──────── データ記録

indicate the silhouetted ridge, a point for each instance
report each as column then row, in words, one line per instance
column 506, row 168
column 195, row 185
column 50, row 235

────────────────

* 指示と条件
上の行をすべて、一字も変えずに書き写すこと。

* 以下の回答
indicate the silhouetted ridge, a point for each instance
report each as column then row, in words, one line per instance
column 506, row 168
column 195, row 185
column 50, row 235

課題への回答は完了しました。